==== RECORDS SHOWN ====
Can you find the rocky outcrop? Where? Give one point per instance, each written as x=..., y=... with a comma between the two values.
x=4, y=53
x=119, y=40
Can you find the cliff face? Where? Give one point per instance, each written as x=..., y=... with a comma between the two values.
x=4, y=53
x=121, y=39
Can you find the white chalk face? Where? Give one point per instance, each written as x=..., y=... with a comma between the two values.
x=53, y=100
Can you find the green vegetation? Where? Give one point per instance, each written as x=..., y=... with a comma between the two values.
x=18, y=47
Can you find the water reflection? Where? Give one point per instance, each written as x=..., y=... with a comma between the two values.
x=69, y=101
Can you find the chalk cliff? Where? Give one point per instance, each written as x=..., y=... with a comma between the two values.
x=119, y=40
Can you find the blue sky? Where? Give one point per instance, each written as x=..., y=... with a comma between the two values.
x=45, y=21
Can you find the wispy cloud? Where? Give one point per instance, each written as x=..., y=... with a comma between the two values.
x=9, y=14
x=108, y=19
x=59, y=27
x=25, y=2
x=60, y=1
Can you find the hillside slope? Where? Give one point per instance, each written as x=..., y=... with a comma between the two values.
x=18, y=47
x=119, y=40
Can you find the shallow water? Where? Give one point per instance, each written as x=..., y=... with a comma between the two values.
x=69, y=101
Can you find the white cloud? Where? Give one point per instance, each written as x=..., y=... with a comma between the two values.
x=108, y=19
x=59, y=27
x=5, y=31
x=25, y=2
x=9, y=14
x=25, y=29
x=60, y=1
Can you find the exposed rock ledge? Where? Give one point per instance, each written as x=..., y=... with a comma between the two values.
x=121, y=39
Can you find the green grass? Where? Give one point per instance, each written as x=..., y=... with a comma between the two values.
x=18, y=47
====
STATED EXERCISE: Write out the items above again, swapping each "Can you find" for "Can you locate" and keeping everything else the same.

RESULT:
Can you locate the rocky outcrop? Where? Give one point per instance, each written as x=..., y=... with a comma between the two values.
x=4, y=53
x=119, y=40
Can you locate the cliff face? Where? Give one point per instance, each written as x=..., y=... with a comma between the two values.
x=4, y=53
x=121, y=39
Can you locate the white chalk face? Where? Give one point per instance, each written as x=..., y=... with a comma between the two values.
x=53, y=100
Can you locate the green vegetation? Where? Give one point per instance, each written as x=..., y=... with a comma between the two values.
x=18, y=47
Can you locate the water reflection? Where? Give one point per instance, each written as x=..., y=... with a comma between the two values.
x=69, y=101
Can you locate the chalk cliff? Where? Give one point per instance, each written as x=..., y=... with a comma between the two values.
x=119, y=40
Can you locate the blue sky? Where? Give one point per instance, each written as x=..., y=... with a comma between the two values.
x=45, y=21
Can you locate the wispy cloud? Where? Give one point per instance, each written as x=..., y=... with a comma between the two values.
x=9, y=14
x=108, y=19
x=59, y=27
x=25, y=2
x=60, y=1
Can you locate the hillside slope? Where? Give one point per instance, each written as x=..., y=... with a comma between the two values.
x=18, y=47
x=119, y=40
Can you locate the shallow water? Where? Give one point per instance, each written as x=..., y=... with a comma between the two values.
x=69, y=101
Can you locate the white cloud? Where? Give one point per instance, each written as x=..., y=... with a comma between the two values.
x=108, y=19
x=59, y=27
x=5, y=31
x=25, y=2
x=9, y=14
x=25, y=29
x=60, y=1
Can you locate the exposed rock ledge? Where? Give one point per instance, each written as x=..., y=... with a comma between the two values.
x=121, y=39
Can you locate the green grass? Where? Give one point per instance, each written as x=..., y=... with a comma between the two values.
x=18, y=47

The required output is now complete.